**Your goal:**
Set down exactly the lines from the one containing "Practice step: point at the concrete support" through the last line of the records below, both included, and nothing else.

**Data for processing:**

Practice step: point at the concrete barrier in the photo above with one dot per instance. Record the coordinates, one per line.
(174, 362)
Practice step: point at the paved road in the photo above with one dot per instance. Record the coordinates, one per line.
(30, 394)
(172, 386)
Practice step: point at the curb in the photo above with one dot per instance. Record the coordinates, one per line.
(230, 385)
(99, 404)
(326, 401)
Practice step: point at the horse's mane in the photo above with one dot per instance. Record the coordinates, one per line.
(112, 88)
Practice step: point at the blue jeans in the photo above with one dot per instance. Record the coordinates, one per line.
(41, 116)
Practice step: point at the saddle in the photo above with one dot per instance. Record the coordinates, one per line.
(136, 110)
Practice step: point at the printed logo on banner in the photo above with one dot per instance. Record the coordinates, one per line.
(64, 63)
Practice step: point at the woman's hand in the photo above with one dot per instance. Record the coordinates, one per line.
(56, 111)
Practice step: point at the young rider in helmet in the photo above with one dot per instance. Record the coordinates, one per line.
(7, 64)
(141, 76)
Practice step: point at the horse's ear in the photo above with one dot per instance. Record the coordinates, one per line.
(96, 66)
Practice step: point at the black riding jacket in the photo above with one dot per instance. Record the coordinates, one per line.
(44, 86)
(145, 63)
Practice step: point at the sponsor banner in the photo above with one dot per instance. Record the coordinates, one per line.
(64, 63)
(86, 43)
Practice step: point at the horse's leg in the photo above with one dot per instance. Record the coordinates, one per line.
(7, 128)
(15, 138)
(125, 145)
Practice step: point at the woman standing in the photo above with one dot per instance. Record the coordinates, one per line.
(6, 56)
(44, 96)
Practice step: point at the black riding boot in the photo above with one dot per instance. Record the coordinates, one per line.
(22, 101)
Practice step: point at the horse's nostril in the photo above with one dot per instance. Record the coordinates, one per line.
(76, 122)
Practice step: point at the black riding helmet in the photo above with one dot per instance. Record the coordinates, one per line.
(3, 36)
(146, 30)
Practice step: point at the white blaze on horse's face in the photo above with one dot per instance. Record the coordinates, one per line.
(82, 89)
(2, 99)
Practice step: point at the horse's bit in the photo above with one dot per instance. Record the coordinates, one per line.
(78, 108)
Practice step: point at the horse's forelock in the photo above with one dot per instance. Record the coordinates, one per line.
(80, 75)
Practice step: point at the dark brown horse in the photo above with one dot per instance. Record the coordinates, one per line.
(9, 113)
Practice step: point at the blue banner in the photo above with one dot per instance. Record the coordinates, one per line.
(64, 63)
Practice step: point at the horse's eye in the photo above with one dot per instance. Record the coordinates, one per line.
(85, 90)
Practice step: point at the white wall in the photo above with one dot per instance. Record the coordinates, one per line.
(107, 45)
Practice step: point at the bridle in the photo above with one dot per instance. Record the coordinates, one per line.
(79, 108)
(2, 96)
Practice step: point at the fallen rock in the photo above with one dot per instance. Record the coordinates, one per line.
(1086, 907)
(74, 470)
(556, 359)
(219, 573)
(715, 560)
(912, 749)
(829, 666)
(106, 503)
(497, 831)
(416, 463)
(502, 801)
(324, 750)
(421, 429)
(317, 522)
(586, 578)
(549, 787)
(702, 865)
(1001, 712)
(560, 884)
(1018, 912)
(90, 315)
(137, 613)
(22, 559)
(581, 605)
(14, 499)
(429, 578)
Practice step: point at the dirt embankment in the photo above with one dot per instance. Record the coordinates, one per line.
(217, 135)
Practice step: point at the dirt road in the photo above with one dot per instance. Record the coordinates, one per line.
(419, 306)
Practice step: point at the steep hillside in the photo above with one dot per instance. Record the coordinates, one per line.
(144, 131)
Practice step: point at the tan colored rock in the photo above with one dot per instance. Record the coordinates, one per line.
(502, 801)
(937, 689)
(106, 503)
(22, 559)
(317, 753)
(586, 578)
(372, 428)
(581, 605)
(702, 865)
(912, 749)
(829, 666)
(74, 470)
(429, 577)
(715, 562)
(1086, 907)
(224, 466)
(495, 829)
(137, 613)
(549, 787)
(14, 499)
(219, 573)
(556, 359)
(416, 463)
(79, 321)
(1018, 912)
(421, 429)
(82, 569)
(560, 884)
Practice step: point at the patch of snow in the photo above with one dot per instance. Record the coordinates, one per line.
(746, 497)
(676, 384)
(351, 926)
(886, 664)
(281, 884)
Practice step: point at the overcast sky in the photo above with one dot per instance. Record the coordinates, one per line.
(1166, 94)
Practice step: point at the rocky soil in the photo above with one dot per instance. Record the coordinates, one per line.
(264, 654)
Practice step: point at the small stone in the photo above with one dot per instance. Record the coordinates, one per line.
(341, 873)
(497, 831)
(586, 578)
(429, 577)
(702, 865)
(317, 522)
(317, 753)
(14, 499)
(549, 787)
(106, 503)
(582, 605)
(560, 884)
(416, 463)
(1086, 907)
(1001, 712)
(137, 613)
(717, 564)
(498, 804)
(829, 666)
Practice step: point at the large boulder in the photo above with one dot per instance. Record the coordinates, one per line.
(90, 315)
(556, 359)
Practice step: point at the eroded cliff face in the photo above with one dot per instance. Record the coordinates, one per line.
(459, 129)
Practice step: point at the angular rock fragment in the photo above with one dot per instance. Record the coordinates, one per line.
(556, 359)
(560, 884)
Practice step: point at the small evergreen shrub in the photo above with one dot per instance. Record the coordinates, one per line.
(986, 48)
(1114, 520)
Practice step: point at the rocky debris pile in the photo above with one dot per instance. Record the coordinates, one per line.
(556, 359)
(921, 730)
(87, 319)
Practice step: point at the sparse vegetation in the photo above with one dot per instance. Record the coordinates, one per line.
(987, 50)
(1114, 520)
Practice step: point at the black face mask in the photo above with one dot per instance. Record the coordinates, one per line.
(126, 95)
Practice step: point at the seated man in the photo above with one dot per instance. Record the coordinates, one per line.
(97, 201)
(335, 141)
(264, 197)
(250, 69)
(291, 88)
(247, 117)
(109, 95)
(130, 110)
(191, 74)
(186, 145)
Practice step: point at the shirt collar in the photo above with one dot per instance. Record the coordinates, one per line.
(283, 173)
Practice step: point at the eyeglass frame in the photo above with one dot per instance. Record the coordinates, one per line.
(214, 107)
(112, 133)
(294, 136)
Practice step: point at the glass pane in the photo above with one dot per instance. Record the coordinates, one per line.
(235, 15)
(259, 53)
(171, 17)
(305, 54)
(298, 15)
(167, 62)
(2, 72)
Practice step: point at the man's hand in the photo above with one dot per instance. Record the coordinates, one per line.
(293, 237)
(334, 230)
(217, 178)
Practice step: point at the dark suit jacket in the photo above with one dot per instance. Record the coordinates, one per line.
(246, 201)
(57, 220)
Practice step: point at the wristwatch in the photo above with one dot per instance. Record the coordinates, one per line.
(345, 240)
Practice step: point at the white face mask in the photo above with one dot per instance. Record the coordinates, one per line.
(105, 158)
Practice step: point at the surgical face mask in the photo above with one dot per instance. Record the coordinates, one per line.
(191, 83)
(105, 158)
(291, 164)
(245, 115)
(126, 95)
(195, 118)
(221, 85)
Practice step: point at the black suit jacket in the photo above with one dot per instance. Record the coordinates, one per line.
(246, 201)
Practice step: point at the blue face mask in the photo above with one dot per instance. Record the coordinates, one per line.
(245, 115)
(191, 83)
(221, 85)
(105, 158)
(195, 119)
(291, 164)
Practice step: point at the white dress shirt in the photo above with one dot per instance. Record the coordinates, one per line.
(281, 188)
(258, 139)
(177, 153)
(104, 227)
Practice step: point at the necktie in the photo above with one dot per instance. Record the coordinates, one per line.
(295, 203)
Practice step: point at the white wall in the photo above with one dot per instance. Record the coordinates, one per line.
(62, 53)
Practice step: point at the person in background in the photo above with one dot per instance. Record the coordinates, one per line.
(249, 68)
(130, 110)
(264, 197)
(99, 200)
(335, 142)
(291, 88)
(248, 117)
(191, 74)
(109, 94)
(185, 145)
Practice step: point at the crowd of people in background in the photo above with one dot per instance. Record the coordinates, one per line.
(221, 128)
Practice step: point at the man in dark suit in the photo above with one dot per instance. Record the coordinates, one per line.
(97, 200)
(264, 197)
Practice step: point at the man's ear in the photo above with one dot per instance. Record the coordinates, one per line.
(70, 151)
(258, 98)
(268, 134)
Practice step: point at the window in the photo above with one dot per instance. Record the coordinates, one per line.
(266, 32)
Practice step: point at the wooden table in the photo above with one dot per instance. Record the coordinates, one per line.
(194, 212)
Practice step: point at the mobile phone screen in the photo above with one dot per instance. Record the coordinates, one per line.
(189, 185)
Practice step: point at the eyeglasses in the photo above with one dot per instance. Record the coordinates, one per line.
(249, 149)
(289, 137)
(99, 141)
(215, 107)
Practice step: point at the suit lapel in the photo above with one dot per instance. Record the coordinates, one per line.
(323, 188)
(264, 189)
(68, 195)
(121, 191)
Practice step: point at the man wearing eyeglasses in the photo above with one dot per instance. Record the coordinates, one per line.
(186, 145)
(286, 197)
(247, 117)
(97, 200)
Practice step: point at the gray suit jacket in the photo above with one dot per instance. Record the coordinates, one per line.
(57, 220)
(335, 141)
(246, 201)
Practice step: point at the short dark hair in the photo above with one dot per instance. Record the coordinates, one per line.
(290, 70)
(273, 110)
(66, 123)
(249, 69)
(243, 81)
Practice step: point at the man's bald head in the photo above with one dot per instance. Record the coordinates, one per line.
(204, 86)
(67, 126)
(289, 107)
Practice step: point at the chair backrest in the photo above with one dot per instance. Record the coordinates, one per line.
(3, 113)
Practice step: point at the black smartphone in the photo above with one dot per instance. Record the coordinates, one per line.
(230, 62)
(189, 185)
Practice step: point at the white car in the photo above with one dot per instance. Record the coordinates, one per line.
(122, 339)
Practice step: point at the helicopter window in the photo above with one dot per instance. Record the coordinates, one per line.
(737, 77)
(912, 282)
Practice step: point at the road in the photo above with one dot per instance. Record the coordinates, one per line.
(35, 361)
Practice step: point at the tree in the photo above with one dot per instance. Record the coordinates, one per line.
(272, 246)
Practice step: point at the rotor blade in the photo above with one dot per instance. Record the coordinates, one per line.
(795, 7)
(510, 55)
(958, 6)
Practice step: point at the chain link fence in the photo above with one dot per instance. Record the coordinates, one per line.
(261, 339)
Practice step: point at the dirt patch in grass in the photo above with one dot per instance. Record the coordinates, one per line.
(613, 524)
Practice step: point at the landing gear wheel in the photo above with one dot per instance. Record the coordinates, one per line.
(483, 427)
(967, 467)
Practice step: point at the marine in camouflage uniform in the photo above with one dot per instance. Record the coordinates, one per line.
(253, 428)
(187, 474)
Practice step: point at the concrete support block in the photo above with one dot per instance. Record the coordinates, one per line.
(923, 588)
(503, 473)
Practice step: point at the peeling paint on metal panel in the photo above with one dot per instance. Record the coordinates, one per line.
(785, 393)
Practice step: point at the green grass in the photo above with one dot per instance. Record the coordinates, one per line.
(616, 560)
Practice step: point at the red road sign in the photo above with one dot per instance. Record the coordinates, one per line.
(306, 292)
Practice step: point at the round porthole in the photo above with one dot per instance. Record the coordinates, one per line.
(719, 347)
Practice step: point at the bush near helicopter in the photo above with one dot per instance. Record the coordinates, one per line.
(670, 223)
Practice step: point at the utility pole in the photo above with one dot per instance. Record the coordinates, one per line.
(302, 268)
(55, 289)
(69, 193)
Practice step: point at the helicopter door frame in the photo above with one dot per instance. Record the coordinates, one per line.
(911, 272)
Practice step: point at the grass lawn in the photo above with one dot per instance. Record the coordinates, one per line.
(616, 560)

**The response:**
Practice step: point at the concrete support block in the photo above with one dot per instance. Record the coordinates, one per line.
(923, 588)
(503, 473)
Practice step: point at the peeling paint on metal panel in the photo above with one dot per instance. Record the coordinates, one per line.
(785, 393)
Practice step: point at the green grass in the photo above with one dot per instance. Record the coordinates, one per line.
(616, 560)
Practice step: point at the red road sign in the photo above with one dot per instance. Record the coordinates, one per line.
(306, 292)
Practice step: point at the round porthole in the photo above with one dot per instance. Record the coordinates, one per line.
(719, 347)
Practice step: point at the bush near helicopter in the photo above with one dot per instance. Record the coordinates, one per line.
(670, 223)
Practice step: point at the utility pole in the photo above with one dot per instance. Record the coordinates, one per line.
(302, 268)
(55, 289)
(69, 193)
Practice step: point at the helicopter door frame in the photo above with one dot per instance. Record the coordinates, one per line.
(911, 272)
Practice step: point at the grass lawn in the photo above with one dot per instance. Record the coordinates, one per line.
(616, 560)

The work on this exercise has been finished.